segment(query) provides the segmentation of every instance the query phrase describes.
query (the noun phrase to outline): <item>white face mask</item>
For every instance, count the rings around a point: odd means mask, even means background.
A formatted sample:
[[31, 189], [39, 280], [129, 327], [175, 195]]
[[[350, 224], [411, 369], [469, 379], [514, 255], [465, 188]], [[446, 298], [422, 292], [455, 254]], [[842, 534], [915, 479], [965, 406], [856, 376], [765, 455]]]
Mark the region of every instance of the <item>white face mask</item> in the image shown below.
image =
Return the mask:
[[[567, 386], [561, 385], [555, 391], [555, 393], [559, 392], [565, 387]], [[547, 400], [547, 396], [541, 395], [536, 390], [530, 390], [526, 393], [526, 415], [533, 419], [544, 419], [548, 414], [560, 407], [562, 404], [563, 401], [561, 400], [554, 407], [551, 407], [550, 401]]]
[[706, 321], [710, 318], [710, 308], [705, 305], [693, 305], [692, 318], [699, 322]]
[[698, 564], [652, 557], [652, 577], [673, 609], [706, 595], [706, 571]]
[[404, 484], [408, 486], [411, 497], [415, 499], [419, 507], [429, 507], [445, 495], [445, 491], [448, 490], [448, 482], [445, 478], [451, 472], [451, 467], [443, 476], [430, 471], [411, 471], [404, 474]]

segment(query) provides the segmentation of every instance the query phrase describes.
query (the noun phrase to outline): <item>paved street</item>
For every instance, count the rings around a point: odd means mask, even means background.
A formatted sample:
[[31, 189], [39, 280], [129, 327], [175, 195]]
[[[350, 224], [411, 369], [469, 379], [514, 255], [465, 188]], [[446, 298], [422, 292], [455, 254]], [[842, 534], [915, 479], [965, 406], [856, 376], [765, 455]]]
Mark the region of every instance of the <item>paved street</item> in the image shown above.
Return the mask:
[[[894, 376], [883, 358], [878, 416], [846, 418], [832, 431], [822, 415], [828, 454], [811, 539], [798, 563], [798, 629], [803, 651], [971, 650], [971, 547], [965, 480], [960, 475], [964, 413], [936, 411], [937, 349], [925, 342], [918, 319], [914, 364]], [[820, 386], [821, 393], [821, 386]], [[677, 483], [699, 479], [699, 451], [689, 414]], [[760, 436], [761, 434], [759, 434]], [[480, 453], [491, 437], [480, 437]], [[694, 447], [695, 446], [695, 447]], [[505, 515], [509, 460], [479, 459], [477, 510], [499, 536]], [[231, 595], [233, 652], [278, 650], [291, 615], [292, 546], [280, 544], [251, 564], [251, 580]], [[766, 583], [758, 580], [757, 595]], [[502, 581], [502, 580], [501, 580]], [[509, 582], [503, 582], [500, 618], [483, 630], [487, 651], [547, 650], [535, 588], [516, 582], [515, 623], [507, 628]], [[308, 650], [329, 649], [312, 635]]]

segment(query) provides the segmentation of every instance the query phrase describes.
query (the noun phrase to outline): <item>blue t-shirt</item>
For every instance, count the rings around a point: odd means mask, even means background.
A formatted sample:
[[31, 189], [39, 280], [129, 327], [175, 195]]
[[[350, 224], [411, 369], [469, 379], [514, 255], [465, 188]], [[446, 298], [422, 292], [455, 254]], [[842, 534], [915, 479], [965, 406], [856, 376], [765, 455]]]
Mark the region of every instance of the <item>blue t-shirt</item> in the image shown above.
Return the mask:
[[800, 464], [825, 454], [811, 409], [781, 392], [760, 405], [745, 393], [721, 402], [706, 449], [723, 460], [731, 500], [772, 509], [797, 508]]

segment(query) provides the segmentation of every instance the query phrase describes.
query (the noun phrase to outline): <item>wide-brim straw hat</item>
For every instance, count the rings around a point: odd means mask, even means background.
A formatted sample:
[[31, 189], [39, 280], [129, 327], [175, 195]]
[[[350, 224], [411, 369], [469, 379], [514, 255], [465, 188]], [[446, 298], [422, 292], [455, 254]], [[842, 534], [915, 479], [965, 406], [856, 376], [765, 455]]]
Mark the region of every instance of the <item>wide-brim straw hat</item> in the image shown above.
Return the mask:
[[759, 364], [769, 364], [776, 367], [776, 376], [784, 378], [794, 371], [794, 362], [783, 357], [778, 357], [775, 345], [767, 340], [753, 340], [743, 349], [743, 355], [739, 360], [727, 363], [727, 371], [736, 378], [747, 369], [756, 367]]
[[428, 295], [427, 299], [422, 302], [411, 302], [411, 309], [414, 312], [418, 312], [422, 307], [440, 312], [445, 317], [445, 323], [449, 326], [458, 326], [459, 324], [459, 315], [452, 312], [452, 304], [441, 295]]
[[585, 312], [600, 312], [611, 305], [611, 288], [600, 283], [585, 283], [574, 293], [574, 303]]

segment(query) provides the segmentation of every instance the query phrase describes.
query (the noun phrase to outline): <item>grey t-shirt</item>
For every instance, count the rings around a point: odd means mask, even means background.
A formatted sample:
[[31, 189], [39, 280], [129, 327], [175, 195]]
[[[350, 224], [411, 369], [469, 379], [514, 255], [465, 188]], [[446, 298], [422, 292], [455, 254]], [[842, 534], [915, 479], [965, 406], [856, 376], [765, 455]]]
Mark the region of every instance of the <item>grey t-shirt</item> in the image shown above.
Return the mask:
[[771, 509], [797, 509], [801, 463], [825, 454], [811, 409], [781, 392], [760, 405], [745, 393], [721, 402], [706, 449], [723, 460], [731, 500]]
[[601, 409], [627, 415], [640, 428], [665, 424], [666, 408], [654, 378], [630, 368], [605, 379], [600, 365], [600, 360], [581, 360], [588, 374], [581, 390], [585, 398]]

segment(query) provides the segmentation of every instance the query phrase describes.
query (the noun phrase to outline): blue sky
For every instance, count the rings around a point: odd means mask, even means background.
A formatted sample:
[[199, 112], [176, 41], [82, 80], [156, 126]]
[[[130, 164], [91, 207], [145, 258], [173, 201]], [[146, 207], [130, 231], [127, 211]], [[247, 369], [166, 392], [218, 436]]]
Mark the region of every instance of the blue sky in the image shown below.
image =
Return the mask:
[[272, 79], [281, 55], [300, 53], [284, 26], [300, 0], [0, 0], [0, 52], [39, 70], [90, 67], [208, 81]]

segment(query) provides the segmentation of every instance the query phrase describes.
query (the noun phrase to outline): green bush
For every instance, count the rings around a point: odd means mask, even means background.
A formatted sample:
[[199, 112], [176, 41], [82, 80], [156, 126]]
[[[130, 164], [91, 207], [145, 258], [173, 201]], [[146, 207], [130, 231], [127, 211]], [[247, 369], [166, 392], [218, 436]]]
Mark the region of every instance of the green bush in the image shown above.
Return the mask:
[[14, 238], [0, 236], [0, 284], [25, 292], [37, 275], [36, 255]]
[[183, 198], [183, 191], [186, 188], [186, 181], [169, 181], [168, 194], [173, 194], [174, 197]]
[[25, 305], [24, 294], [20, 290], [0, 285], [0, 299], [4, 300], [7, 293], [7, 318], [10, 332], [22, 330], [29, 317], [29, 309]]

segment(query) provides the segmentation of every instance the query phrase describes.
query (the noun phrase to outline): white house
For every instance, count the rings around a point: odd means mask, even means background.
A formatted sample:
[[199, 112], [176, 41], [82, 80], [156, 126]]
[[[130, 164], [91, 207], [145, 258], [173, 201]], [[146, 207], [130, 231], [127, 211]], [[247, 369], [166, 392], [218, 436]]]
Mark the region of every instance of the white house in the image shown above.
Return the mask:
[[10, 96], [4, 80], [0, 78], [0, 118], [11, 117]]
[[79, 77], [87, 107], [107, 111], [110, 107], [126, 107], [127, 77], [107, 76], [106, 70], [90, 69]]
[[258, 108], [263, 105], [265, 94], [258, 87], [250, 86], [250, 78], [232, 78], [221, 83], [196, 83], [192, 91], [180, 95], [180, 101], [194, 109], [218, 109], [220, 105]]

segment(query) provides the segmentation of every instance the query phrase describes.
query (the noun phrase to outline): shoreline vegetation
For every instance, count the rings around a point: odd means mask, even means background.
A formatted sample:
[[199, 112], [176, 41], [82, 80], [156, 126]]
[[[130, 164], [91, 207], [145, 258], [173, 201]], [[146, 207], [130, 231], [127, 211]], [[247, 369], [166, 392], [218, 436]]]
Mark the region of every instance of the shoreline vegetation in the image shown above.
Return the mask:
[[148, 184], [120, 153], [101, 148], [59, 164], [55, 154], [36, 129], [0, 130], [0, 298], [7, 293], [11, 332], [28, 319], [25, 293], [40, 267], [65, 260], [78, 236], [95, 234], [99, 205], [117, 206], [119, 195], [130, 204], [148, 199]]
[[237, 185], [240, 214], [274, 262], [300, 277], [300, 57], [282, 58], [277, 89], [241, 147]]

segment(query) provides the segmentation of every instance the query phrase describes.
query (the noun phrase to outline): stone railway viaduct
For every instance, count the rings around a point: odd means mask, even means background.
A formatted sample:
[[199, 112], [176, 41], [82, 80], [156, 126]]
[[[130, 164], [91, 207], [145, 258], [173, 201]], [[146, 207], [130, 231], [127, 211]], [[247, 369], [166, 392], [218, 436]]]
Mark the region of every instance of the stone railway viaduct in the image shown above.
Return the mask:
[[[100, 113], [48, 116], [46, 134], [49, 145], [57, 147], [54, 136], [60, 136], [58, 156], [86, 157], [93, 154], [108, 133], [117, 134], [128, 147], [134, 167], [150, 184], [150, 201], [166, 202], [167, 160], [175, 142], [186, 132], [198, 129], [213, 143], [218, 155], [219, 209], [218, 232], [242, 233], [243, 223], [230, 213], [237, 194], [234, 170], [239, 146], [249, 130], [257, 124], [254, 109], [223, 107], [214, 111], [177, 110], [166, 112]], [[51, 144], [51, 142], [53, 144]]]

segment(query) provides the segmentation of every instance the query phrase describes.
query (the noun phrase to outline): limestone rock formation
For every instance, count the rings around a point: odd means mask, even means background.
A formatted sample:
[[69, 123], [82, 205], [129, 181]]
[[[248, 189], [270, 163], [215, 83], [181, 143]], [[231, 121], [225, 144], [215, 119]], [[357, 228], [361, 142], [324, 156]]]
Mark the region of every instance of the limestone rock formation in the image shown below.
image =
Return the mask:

_ _ _ _

(Requirements): Gather every line of the records above that contains the string "outline", counting a match only when the letter case is the same.

(Complete response):
query (the noun phrase to outline): <item>white face mask</item>
query (the noun phrase to outline): <item>paved street</item>
query (the noun phrase to outline): <item>blue t-shirt</item>
query (the noun phrase to outline): <item>wide-brim straw hat</item>
query (the noun phrase to outline): <item>grey t-shirt</item>
query (the noun phrase to outline): blue sky
query (the noun phrase to outline): green bush
query (the noun phrase to outline): white house
query (the noun phrase to outline): shoreline vegetation
query (the noun phrase to outline): stone railway viaduct
query (the noun phrase to outline): limestone rock formation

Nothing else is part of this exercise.